| DIRECTIVE 1 |
List the colors of glass that the painting description gives for the stained-glass window on the table.
| DIRECTIVE 2 |
Extract the lines of the rows verbatim, starting at the line that contains "jersey and place a point on every instance?" and ending at the last line of the rows, both included.

| DOCUMENT PASSAGE |

====

Still Life with Stained Glass
Naturaleza muerta con vitral


1987
Acrylic on canvas
60 x 80 in. (152.4 x 203.2 cm)
Century: 20th Century
Credit Line: Meadows Museum, SMU, Dallas. Gift of Ricardo Pau-Llosa, MM.89.04
Accession Number: MM.89.04

More Information

Visual Description

This is a large, brightly colored still life, around 5-feet tall and 6.5-feet wide. The acrylic paint used by the artist emphasizes the crisp lines and vivid color of the scene. A white cloth covers an off-center table set with two broken columns, a capital, and a stained-glass window. The columns—one white and fluted and the other tan and square—stand upright on the left edge of the table, next to an ornate Corinthian-style capital decorated with leaves and scrolls, and contrast with the dim gray and brown background wall. The stained glass sits to the right and is made with saturated red, orange, and green glass, all set in a teal frame.
Making up over half of the upper background behind the table is a canvas, also off center to the right edge of the painting like the table. The canvas depicts a crisp, white, unroofed structure in front of a clear aqua blue background, split by a dark teal horizon line. The building includes multiple doorways and four small sets of stairs leading to various levels through the structure. On the façade of the structure drops a shadow mimicking the stained-glass piece set on the table. The repetition of the stained glass within the painting and the unusual structure with repeating stairways creates an almost dreamlike, or surreal, scene.

====

Lines of data

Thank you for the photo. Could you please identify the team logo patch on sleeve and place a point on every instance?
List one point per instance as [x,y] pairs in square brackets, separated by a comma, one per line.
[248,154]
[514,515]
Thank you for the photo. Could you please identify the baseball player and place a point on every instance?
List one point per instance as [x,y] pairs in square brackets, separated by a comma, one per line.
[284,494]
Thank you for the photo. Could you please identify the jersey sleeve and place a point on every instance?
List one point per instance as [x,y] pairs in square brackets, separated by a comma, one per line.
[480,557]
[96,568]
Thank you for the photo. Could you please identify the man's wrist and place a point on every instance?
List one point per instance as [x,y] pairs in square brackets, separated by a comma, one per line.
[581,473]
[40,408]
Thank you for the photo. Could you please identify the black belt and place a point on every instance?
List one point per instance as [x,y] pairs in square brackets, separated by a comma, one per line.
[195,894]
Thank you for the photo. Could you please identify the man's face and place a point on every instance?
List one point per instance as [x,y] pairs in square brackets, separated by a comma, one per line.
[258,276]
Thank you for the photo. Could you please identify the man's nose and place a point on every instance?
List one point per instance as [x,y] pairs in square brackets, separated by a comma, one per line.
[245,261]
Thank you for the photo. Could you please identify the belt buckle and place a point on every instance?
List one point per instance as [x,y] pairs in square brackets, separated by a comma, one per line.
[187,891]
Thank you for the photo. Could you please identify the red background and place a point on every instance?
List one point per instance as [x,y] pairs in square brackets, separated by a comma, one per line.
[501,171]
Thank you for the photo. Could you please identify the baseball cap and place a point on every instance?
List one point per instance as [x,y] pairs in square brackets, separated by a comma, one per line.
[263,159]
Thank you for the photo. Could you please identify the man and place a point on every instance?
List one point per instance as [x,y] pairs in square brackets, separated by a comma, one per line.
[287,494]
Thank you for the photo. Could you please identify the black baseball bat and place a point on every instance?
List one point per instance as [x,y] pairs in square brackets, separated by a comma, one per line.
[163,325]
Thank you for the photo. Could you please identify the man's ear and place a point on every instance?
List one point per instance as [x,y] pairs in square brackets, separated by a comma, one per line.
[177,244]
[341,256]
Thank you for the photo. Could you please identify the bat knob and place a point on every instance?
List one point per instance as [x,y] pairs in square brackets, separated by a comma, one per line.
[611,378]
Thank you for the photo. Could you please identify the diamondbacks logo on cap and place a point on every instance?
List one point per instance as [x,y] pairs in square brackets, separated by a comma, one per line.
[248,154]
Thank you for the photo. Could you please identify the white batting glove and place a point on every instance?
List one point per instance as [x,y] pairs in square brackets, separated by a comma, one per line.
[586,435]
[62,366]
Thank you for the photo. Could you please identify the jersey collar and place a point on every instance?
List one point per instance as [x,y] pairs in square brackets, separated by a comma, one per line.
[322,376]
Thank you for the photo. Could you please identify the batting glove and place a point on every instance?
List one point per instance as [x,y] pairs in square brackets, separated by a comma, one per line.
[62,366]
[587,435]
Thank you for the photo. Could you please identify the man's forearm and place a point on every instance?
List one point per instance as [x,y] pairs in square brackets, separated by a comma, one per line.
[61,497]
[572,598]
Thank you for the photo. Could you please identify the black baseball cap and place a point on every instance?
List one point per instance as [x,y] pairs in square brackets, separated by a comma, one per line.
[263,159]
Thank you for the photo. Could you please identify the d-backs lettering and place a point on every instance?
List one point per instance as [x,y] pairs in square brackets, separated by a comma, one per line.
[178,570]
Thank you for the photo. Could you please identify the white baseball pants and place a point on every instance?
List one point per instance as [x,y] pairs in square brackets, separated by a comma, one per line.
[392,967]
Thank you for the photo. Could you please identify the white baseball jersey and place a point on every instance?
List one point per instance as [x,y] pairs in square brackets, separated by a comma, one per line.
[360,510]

====

| RESPONSE 1 |
Red
Orange
Green

| RESPONSE 2 |
Thank you for the photo. Could you please identify the white baseball jersey and place a point on every instance?
List one point per instance as [x,y] pairs in square brackets, separated by a comma, one per line.
[360,510]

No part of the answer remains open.